**Stated task:** Format the lines from the first one through the line containing "POLYGON ((156 124, 156", inclusive, as a numbered list, omitting any blank lines.

-- start Data excerpts --

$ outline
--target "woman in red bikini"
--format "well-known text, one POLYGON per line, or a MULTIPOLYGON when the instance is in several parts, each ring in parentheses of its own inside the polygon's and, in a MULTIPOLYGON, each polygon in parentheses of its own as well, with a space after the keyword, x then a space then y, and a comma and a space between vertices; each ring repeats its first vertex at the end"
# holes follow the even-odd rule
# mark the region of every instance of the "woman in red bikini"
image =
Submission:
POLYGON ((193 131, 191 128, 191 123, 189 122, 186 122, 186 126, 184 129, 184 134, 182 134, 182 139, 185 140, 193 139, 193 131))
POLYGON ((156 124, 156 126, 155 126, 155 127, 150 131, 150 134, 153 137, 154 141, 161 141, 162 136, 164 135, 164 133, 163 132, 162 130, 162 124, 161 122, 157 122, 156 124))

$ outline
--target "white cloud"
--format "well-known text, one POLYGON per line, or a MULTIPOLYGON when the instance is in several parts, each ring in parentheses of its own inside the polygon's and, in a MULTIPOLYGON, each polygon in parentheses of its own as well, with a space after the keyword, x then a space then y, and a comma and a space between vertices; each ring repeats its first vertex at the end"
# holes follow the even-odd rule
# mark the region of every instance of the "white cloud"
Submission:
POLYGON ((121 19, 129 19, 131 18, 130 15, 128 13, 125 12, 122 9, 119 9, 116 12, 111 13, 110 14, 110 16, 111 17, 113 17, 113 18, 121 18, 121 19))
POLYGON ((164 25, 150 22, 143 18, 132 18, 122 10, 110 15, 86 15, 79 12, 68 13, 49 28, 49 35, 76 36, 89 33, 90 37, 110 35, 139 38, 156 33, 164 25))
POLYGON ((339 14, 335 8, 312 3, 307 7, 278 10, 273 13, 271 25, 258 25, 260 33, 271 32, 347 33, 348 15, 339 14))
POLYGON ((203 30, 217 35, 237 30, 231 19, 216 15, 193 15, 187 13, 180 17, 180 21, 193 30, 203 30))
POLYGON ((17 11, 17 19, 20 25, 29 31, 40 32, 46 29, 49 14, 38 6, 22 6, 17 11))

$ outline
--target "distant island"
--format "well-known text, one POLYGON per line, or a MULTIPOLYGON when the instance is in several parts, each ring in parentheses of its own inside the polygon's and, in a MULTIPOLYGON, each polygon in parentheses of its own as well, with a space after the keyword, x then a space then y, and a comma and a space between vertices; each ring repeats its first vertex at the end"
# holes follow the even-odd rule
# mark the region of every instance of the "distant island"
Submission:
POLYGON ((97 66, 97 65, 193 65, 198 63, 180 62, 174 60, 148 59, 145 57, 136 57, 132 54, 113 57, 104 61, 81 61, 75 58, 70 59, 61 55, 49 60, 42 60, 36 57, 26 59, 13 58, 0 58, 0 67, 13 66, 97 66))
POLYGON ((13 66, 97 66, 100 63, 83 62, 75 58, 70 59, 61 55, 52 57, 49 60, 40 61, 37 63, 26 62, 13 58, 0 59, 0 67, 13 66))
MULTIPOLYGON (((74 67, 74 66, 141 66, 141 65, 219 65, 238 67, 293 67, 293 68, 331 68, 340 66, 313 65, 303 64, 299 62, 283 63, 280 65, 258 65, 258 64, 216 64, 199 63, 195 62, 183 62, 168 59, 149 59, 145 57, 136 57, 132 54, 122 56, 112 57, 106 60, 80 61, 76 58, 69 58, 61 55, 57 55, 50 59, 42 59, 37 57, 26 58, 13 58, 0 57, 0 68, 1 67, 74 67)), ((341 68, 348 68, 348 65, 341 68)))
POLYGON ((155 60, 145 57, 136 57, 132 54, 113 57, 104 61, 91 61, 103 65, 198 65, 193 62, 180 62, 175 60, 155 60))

-- end Data excerpts --

**Solution for this task:**
1. $ outline
2. --target "woman in red bikini"
3. --format "well-known text, one POLYGON per line, or a MULTIPOLYGON when the instance is in several parts, each ring in parentheses of its own inside the polygon's and, in a MULTIPOLYGON, each polygon in parentheses of its own as well, with a space after the keyword, x then a space then y, and a comma and a space between vertices; each ring repeats its first vertex at the end"
4. # holes follow the even-odd rule
5. # mark the region of every instance of the "woman in red bikini"
6. image =
7. Submission:
8. POLYGON ((193 131, 191 128, 191 123, 189 122, 186 122, 186 126, 184 129, 184 134, 182 134, 182 139, 185 140, 193 139, 193 131))
9. POLYGON ((156 124, 156 126, 155 126, 155 127, 150 131, 150 134, 153 137, 154 141, 161 141, 162 136, 164 135, 164 133, 163 132, 162 130, 162 124, 161 122, 157 122, 156 124))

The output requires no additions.